** Start Records for this task **

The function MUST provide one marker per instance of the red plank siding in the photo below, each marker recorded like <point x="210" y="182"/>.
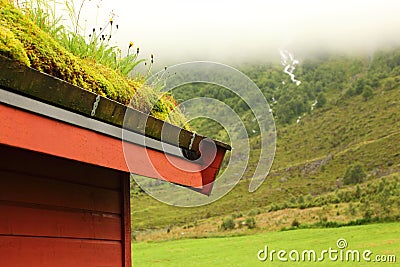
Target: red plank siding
<point x="34" y="221"/>
<point x="31" y="189"/>
<point x="37" y="133"/>
<point x="53" y="213"/>
<point x="20" y="251"/>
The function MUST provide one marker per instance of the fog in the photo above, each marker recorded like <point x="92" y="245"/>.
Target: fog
<point x="230" y="31"/>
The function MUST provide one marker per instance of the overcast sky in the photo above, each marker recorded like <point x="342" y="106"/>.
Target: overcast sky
<point x="224" y="31"/>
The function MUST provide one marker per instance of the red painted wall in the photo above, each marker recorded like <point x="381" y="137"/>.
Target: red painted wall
<point x="57" y="212"/>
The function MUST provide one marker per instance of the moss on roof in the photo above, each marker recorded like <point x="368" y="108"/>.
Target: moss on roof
<point x="23" y="41"/>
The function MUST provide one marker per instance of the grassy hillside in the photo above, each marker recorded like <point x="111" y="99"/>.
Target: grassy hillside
<point x="242" y="251"/>
<point x="351" y="128"/>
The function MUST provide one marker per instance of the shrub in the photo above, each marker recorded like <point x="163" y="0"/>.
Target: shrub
<point x="354" y="174"/>
<point x="251" y="223"/>
<point x="295" y="223"/>
<point x="228" y="224"/>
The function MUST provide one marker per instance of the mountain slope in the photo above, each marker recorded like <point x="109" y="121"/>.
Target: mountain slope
<point x="312" y="156"/>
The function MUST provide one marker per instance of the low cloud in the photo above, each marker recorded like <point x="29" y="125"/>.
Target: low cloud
<point x="231" y="31"/>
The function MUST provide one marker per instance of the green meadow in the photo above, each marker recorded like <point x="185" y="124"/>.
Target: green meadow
<point x="380" y="239"/>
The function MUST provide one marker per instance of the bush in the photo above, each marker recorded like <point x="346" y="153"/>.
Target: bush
<point x="251" y="223"/>
<point x="228" y="224"/>
<point x="367" y="93"/>
<point x="354" y="174"/>
<point x="295" y="223"/>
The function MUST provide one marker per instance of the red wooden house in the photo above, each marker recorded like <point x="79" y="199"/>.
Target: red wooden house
<point x="64" y="181"/>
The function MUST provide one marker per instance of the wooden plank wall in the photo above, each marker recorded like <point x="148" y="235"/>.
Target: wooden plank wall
<point x="56" y="212"/>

** End Records for this task **

## Work to complete
Leave the pictures out and write out every entry exactly as given.

## Correct output
The function MUST provide one marker per instance of the red plank siding in the photo below, each marker recorded like <point x="210" y="182"/>.
Target: red plank siding
<point x="34" y="221"/>
<point x="31" y="189"/>
<point x="37" y="133"/>
<point x="53" y="213"/>
<point x="20" y="251"/>
The function MUST provide one marker per instance of the fog in the photo above, each marker recorded like <point x="92" y="245"/>.
Target: fog
<point x="230" y="31"/>
The function MUST provide one marker per instance of the overcast sky in the photo above, each marker recorded like <point x="342" y="106"/>.
Target: overcast sky
<point x="224" y="31"/>
The function MUST provide one marker per instance of the red painted wall in the photo above, each marker recorded like <point x="381" y="137"/>.
Target: red painted wall
<point x="57" y="212"/>
The function MUST provide one marker per instance of the moss on roof in the photo above, each marker recorded like <point x="368" y="108"/>.
Target: moss on roof
<point x="23" y="41"/>
The function MUST provide one marker per instance of the grassy hillside in the photo above, each marker recorded like <point x="111" y="99"/>.
Target: grassy hillside
<point x="242" y="251"/>
<point x="351" y="128"/>
The function MUST provide one marker per instance of the shrub in the photo above, each marker recorded like <point x="163" y="0"/>.
Target: shrub
<point x="354" y="174"/>
<point x="251" y="223"/>
<point x="295" y="223"/>
<point x="228" y="224"/>
The function MUST provide one marker per instance of the mountain slope in the photo above, each marker recorded like <point x="109" y="121"/>.
Target: mountain slope
<point x="312" y="156"/>
The function MUST provide one marker per instance of the low cloud in the photo above, each marker recorded like <point x="29" y="125"/>.
Target: low cloud
<point x="231" y="31"/>
The function MUST provide one marker per instance of the green meadow in the photo above, each marker recorded like <point x="185" y="124"/>.
Target: green meadow
<point x="380" y="239"/>
The function MUST provide one marker per instance of the bush in the photo above, each marker recorded like <point x="346" y="153"/>.
Target: bush
<point x="251" y="223"/>
<point x="228" y="224"/>
<point x="367" y="93"/>
<point x="354" y="174"/>
<point x="295" y="223"/>
The function MUST provide one marker per instance of the red wooden house in the photo above, each marker recorded like <point x="79" y="199"/>.
Target: red wooden house
<point x="64" y="181"/>
The function MUST provide one marker per instance of the wooden plank wall in the photo above, each marker recorded like <point x="148" y="235"/>.
Target: wooden plank wall
<point x="56" y="212"/>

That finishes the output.